■ PROMPT
Print exactly the lines from the one containing "of the pale" through the last line of the listing, both included.

■ DATA FOR THIS TASK
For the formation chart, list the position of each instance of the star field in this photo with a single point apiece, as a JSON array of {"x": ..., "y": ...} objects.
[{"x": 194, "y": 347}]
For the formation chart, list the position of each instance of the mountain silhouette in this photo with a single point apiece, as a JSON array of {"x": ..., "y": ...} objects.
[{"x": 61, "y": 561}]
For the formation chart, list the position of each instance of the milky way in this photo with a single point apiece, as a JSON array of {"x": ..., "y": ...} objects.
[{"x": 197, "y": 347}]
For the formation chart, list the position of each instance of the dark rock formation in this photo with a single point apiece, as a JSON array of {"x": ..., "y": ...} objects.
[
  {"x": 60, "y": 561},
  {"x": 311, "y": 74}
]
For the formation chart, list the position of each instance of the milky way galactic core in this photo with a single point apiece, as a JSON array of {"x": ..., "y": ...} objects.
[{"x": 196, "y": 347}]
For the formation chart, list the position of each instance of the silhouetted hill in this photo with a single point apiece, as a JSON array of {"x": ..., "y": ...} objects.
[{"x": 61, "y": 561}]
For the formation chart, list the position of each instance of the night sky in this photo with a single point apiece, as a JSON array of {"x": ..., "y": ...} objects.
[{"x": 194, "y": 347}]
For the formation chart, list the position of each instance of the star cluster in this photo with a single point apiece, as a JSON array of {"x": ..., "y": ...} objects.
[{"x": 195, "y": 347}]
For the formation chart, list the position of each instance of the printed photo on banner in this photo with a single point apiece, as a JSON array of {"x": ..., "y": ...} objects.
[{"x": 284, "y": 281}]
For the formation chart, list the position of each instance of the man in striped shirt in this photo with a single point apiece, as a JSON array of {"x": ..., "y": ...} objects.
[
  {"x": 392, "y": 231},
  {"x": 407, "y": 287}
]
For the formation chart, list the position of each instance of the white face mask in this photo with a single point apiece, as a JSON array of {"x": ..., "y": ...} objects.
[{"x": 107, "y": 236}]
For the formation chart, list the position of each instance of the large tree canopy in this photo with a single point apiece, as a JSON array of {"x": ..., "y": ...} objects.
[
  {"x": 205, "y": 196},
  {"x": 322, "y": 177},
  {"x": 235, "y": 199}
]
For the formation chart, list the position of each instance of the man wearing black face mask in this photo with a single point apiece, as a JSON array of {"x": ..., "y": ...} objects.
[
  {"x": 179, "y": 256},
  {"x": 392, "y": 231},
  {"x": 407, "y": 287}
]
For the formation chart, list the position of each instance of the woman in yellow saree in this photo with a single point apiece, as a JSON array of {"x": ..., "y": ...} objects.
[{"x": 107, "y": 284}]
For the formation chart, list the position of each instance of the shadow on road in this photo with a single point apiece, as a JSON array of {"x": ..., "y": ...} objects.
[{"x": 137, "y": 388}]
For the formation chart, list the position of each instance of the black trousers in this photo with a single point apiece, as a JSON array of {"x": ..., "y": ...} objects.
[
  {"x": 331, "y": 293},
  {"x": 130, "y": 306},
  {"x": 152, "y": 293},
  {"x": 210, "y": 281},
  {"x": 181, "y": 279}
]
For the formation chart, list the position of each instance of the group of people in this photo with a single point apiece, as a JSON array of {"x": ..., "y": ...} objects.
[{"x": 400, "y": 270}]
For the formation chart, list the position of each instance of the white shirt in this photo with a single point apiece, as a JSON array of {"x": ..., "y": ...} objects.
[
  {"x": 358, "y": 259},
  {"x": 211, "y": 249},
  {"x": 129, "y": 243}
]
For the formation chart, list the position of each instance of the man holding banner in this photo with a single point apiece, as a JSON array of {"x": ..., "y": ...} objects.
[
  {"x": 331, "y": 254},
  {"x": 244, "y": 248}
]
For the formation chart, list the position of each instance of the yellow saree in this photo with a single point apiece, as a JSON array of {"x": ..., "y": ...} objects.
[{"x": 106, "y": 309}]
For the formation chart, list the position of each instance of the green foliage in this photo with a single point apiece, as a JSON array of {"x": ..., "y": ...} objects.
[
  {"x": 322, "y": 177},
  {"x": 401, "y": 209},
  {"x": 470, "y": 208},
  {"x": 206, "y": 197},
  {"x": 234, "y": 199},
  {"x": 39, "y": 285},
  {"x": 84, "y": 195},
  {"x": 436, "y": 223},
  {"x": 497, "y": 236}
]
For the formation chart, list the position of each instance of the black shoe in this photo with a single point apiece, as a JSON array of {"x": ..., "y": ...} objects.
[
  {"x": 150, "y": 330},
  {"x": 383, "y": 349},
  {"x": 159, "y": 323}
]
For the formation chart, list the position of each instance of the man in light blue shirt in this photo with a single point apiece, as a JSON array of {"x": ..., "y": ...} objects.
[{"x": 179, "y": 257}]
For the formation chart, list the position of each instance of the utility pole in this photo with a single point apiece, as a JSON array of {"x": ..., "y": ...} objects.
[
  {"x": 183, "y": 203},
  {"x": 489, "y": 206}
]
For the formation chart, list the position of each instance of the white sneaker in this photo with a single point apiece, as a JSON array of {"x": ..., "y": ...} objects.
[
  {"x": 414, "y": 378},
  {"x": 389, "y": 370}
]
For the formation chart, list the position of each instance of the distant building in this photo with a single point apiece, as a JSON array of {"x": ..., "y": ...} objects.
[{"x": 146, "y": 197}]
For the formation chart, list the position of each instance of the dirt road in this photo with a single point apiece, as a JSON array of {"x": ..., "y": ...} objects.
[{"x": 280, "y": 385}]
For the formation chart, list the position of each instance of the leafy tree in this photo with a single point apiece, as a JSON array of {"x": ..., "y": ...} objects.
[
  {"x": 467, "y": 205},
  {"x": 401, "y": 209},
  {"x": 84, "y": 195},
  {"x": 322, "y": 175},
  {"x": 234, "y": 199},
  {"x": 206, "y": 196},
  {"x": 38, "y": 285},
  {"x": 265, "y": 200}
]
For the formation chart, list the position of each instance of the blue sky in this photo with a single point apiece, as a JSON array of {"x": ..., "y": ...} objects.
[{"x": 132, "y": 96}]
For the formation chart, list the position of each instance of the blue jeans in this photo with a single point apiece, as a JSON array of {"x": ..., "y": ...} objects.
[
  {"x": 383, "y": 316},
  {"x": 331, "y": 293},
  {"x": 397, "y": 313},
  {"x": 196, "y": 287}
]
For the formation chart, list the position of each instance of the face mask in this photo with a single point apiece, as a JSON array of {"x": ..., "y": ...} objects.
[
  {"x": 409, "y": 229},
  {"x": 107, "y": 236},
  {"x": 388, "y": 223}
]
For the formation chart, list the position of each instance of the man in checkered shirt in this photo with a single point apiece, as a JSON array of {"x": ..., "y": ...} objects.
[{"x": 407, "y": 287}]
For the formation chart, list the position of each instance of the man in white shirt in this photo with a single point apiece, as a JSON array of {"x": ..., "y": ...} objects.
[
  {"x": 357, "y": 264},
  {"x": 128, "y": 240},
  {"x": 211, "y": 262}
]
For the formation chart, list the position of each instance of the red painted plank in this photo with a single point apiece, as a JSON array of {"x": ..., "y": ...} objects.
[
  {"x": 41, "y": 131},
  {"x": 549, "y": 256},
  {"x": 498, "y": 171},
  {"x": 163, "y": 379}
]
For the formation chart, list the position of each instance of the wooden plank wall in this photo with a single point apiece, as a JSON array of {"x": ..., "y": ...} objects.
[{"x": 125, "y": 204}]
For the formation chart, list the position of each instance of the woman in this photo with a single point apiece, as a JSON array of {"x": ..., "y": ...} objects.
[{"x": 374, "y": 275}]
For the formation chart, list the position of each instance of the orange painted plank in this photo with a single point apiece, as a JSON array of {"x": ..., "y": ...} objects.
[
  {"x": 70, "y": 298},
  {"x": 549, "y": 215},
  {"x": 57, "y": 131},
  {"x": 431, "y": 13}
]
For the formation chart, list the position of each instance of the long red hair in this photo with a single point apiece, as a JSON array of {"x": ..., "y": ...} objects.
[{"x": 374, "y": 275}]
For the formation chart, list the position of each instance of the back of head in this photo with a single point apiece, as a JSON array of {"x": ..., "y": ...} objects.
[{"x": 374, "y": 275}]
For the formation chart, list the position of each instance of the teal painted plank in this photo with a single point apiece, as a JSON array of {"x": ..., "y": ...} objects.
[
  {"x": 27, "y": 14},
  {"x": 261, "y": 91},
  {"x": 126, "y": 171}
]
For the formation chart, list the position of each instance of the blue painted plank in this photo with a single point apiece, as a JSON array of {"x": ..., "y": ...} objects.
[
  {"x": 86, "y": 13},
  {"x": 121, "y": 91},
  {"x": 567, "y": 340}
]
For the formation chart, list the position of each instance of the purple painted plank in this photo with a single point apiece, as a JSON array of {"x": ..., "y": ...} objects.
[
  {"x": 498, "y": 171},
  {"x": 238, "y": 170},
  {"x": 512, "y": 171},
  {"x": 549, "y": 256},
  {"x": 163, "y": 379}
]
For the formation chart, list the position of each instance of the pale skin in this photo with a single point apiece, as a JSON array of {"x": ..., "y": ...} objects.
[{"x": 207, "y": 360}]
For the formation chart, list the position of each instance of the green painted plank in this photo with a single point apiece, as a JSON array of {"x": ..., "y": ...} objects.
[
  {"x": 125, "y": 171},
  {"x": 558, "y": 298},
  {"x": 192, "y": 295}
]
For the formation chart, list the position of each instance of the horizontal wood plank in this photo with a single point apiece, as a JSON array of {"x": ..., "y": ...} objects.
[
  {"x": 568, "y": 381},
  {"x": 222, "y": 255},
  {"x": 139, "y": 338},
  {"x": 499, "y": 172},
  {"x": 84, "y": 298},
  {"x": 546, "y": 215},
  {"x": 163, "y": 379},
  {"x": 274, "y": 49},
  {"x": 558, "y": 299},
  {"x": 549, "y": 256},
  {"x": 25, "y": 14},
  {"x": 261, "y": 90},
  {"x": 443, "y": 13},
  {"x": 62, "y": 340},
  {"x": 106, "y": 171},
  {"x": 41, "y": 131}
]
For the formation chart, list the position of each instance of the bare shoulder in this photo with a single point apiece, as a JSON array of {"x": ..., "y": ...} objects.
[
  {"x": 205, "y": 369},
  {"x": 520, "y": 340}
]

■ RIGHT ANSWER
For the formation chart, list the position of each instance of the pale skin in this photo with a single point apiece, as a JSON array of {"x": ..., "y": ...} objects.
[{"x": 207, "y": 360}]
For the formation chart, list the position of each instance of the green painted plank in this photo with a single point apiece, as a JSON array of {"x": ..., "y": ...} objects.
[
  {"x": 125, "y": 171},
  {"x": 558, "y": 298},
  {"x": 192, "y": 295}
]
For the formation chart, list the position of each instance of the horizontal wood plank in this photo with a single point apiece, as a JSON array of {"x": ..., "y": ...} objects.
[
  {"x": 568, "y": 381},
  {"x": 222, "y": 255},
  {"x": 139, "y": 338},
  {"x": 499, "y": 172},
  {"x": 84, "y": 298},
  {"x": 546, "y": 215},
  {"x": 163, "y": 379},
  {"x": 274, "y": 49},
  {"x": 558, "y": 299},
  {"x": 549, "y": 256},
  {"x": 25, "y": 14},
  {"x": 261, "y": 90},
  {"x": 443, "y": 13},
  {"x": 62, "y": 340},
  {"x": 106, "y": 171},
  {"x": 41, "y": 131}
]
For the formation chart, list the position of each instance of the bare shoulder in this photo with a single point apiece, as a JSON array of {"x": ..., "y": ...} objects.
[
  {"x": 205, "y": 369},
  {"x": 520, "y": 340}
]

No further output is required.